*TEXT:*
********

May prove enlightening to would-be retirees.

CHANGING LANES

COUPLES REDEFINING RETIREMENT

Retired social psychologist and first-time author Battaglia enters the self-help pantheon with a guide to retirement.

This weighty manual, featuring more than 100 interviews in 12 chapters, employs a sustained automotive metaphor: A qualified “driver” helps readers transition into a fulfilling retirement. Interviews provide illustrative material for each theme the book introduces, significantly enhancing the text with their forthrightness. However, two assumptions somewhat restrict the book’s target audience. The title is intended for couples, married or otherwise, who will read and discuss the book together. It also expects that readers will move into a retirement community. As a result, the author fails to address unmarried or widowed retirees or couples that remain in their pre-retirement homes. Chapters 6 and 7, which deal with relationship issues, become optional for single readers.  Chapter 5, entitled “Bumps in the Road,” is easily the most useful aspect of the book and would be beneficial to any reader. It includes hands-on information about caregiving, such as useful resources and advice for how to deal with numerous unexpected eventualities. The author urges readers to become proficient in CPR, for example. The author approaches all topics with a plethora of information, advice and suggestions, and sometimes this material becomes too simplistic. If target readers have the income to sustain a comfortable retirement, then they have likely acquired a breadth of experience and education that does not require such basic instruction as when to call 911 and what to tell the medical team when it arrives. In this respect, the manual can become cumbersome. Still, many readers may find this guide invaluable in various other aspects.

********

*SOURCE DATA:*
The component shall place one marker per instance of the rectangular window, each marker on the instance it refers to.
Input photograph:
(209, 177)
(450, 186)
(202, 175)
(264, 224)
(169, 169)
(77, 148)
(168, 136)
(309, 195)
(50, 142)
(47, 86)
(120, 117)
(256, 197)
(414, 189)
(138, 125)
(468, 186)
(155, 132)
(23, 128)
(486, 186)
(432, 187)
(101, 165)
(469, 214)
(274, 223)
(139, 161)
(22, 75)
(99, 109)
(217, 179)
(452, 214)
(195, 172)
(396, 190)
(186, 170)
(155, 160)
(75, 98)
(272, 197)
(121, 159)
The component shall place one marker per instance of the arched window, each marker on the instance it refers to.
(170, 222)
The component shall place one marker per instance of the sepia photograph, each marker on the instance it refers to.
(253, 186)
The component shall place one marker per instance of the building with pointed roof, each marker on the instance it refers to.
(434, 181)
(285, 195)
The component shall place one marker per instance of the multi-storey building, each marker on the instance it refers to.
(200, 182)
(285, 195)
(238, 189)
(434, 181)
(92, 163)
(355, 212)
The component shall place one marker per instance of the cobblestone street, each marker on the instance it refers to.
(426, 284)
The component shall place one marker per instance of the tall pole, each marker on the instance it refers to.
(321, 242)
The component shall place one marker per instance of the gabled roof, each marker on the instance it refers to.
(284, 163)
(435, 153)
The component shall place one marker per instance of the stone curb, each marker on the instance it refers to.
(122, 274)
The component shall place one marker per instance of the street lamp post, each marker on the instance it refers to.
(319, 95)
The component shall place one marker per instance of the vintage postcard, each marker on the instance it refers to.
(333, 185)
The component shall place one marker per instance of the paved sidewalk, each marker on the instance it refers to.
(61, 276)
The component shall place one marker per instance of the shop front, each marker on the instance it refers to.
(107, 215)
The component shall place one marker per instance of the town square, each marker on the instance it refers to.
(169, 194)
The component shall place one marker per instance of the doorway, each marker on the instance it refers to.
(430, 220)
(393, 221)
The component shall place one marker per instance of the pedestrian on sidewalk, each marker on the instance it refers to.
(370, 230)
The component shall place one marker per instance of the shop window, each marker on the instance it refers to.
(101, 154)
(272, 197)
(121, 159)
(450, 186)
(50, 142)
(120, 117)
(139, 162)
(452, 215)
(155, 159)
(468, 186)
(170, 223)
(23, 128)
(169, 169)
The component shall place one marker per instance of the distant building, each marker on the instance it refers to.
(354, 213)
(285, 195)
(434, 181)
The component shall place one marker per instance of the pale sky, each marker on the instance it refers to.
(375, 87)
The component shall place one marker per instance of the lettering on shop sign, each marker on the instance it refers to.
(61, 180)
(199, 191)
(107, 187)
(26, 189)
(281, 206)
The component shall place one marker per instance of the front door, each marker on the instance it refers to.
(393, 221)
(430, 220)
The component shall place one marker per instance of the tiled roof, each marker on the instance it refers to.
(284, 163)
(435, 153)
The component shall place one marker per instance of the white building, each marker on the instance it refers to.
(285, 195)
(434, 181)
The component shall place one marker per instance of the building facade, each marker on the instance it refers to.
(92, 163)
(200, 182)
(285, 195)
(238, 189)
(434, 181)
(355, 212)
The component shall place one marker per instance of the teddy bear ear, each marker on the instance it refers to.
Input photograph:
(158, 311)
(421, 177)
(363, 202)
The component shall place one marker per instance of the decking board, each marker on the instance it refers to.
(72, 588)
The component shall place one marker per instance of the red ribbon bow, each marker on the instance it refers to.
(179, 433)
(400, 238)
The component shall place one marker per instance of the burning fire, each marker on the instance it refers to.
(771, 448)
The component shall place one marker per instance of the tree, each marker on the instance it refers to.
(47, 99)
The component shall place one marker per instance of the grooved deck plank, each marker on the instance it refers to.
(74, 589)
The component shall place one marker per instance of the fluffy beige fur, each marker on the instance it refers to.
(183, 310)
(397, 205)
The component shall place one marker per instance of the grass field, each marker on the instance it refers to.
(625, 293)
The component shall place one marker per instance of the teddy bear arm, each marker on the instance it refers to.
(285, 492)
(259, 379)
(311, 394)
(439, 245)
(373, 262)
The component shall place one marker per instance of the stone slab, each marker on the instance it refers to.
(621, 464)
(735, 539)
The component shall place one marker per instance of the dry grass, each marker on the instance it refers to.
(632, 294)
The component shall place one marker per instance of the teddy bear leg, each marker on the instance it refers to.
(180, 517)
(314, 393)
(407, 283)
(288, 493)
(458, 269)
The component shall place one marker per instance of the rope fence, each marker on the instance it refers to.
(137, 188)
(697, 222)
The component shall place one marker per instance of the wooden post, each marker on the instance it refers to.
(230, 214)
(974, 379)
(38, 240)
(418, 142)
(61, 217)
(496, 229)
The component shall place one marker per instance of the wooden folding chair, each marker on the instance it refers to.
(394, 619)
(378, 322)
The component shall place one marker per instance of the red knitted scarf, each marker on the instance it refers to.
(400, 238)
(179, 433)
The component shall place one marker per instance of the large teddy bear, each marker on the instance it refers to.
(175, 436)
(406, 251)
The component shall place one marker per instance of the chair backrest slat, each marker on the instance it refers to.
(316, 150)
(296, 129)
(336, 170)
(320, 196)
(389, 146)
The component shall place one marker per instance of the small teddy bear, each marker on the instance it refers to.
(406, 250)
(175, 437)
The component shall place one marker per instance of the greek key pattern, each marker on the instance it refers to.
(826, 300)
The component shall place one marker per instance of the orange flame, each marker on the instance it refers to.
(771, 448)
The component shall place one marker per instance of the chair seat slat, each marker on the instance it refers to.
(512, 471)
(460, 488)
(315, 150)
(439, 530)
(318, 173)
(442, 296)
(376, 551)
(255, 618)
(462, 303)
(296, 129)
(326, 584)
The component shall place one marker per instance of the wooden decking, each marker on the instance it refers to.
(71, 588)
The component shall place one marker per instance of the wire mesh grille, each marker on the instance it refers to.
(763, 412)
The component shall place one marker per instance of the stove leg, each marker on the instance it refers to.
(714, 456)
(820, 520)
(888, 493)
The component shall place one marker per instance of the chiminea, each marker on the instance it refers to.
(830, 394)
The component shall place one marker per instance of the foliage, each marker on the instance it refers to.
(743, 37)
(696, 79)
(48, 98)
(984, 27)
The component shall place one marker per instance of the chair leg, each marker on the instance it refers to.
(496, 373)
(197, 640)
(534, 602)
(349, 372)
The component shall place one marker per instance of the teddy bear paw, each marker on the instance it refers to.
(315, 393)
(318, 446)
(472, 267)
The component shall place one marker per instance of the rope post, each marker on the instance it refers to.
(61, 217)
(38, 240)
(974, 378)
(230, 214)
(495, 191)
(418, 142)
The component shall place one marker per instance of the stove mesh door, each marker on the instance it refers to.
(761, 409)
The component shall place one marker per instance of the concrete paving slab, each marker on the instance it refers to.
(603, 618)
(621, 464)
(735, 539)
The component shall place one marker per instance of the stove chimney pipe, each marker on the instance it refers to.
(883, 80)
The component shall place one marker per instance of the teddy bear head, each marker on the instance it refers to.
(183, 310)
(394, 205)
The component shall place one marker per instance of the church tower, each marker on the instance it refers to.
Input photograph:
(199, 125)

********

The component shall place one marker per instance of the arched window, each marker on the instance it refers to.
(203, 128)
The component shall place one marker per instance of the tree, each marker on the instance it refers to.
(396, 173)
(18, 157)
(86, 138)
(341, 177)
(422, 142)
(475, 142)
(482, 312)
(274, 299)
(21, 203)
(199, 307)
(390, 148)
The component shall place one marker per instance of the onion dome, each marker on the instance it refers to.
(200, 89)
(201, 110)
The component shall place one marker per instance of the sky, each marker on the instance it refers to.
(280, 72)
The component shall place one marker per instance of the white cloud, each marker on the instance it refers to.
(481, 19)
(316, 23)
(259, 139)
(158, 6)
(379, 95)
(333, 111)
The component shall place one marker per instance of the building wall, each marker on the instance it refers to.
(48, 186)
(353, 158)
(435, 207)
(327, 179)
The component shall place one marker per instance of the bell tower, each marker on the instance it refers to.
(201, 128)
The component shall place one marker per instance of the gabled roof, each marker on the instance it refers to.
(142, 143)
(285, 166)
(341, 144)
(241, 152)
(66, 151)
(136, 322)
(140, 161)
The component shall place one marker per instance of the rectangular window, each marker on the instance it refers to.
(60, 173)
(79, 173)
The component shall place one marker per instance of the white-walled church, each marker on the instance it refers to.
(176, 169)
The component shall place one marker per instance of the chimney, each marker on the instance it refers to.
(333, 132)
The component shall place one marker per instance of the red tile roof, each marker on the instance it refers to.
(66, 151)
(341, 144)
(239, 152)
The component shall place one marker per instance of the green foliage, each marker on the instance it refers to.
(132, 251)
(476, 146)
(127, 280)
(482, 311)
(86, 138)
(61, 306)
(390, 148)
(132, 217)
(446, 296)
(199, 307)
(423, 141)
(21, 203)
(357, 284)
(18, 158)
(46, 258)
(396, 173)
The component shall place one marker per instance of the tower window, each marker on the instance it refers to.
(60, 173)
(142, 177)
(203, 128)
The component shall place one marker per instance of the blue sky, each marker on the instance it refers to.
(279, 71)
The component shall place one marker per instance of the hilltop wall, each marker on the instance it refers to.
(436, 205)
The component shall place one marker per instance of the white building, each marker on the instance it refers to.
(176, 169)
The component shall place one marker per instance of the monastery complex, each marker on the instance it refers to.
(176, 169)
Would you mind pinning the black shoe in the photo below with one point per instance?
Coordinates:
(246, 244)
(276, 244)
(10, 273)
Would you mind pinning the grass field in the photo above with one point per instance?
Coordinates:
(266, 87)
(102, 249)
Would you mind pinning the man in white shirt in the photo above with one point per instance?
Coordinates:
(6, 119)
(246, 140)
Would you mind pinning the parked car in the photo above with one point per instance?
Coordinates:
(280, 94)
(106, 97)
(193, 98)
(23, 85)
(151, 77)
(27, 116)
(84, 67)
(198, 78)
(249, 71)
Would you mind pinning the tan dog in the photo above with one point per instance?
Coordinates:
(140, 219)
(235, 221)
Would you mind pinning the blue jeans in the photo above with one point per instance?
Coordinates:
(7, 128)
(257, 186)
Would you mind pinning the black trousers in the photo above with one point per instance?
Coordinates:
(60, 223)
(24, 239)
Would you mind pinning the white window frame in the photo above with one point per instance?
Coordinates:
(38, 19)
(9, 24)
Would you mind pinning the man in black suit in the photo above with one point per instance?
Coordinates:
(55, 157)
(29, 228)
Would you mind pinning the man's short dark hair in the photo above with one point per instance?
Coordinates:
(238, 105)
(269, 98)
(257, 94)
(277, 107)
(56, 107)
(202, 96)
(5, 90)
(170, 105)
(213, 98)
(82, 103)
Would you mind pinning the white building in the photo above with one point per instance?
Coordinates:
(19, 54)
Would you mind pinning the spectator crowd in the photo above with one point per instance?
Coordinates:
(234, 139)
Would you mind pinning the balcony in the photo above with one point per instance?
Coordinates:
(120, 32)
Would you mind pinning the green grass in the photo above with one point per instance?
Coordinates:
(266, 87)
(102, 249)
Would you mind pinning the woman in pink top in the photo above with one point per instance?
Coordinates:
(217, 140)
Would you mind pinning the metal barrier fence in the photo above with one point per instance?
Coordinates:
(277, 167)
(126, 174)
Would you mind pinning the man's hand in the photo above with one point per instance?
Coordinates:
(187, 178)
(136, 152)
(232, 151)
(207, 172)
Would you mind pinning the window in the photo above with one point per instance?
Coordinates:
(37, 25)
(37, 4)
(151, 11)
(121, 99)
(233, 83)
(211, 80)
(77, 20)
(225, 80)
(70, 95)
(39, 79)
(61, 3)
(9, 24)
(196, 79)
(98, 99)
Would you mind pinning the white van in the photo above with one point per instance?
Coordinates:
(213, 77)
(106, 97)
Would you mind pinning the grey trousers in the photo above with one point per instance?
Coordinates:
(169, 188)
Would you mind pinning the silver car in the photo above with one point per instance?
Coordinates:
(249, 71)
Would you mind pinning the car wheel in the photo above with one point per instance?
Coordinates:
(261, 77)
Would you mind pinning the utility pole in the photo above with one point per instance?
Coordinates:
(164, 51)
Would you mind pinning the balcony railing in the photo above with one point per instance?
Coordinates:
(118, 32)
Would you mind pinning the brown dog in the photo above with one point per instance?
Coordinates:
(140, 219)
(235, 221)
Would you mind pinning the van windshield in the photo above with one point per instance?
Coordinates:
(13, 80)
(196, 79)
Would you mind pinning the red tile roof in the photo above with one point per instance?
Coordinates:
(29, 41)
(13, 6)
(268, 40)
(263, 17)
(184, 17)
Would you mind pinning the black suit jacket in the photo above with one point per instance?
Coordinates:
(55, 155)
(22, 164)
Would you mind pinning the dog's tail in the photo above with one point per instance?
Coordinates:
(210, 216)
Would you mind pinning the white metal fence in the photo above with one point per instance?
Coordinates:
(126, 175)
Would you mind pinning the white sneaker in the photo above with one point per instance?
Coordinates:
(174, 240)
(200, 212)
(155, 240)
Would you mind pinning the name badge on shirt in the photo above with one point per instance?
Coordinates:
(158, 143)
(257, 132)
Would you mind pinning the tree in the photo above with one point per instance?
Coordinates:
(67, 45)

********

Can you repeat the review of the retirement guide word for word, starting at "May prove enlightening" and ending at "guide to retirement."?

May prove enlightening to would-be retirees.

CHANGING LANES

COUPLES REDEFINING RETIREMENT

Retired social psychologist and first-time author Battaglia enters the self-help pantheon with a guide to retirement.